** GIVEN EXERCISE **
Please gather every line in the rows below that contains the word "digital" and copy each such line in full. Case counts.
----
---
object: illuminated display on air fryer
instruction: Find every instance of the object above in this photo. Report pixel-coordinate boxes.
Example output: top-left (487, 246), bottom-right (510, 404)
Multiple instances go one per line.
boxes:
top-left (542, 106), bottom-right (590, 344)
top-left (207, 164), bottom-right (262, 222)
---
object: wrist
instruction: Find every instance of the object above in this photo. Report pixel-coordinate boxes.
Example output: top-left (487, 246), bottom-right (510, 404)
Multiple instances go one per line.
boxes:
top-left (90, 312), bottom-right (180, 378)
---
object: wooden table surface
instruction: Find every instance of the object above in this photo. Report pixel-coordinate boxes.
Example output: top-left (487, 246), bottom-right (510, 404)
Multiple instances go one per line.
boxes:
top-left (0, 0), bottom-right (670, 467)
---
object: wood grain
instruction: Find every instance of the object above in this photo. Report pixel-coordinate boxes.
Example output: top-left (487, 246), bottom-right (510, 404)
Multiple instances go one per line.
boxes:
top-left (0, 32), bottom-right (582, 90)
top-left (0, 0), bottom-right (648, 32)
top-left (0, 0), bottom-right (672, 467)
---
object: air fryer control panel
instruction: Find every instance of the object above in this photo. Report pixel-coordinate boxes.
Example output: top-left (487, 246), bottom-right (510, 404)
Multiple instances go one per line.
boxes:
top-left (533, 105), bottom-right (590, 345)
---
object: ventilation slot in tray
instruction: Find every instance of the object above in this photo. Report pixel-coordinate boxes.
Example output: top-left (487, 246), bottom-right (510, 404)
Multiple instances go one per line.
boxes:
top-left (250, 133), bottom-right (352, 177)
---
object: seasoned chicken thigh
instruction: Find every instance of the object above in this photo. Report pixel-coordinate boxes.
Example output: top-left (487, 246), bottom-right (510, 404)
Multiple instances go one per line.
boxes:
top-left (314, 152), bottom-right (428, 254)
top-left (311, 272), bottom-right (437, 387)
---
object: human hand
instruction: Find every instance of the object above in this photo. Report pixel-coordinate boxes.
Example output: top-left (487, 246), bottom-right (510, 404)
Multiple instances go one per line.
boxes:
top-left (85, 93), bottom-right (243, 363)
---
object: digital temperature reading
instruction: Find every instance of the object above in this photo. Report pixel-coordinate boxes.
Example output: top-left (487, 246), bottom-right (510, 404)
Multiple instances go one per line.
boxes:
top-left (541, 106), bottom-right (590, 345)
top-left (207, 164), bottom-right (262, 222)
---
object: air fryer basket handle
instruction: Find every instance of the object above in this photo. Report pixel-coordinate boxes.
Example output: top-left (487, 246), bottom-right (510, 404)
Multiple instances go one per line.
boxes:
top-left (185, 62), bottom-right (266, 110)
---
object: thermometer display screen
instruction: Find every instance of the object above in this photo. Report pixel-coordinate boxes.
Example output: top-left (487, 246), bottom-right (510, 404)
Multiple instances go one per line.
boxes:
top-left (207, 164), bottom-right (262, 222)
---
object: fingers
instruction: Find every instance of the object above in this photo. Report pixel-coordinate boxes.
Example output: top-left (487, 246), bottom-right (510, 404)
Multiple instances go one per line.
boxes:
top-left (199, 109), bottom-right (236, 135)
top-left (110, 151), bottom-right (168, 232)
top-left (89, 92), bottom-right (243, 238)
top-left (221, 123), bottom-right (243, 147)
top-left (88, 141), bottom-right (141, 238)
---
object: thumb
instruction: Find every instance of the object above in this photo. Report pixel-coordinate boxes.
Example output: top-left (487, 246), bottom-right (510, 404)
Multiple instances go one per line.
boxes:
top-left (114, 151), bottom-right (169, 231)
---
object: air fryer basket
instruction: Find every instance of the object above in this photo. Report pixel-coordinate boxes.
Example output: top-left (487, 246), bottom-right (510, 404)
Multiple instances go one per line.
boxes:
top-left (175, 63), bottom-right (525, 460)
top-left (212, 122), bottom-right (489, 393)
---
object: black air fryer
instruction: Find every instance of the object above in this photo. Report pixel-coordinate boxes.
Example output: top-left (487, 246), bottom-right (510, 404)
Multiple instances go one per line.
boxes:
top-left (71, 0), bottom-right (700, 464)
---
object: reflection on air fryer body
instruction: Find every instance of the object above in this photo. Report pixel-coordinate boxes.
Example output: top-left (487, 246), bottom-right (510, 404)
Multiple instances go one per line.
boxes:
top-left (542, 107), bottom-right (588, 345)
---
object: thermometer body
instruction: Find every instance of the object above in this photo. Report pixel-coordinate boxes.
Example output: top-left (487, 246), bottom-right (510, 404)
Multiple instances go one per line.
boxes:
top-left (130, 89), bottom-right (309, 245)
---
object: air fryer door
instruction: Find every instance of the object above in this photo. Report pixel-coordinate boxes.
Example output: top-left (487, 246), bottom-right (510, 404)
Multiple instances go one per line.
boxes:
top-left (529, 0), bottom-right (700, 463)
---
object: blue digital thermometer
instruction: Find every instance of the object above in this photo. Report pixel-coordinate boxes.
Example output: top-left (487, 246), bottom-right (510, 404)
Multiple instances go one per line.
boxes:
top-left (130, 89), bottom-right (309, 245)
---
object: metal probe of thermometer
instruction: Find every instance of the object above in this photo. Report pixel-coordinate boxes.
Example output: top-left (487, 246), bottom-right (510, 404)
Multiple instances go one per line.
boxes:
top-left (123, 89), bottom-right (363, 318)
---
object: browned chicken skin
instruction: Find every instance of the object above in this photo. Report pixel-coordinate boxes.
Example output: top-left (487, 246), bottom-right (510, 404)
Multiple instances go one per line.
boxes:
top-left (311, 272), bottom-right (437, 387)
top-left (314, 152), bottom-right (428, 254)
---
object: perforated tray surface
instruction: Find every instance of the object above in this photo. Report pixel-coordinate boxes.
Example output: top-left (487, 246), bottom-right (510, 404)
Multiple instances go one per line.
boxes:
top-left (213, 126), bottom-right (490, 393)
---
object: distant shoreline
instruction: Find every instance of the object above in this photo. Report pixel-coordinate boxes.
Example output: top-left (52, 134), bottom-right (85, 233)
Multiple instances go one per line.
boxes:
----
** COMPLETE ANSWER **
object: digital temperature reading
object: blue digital thermometer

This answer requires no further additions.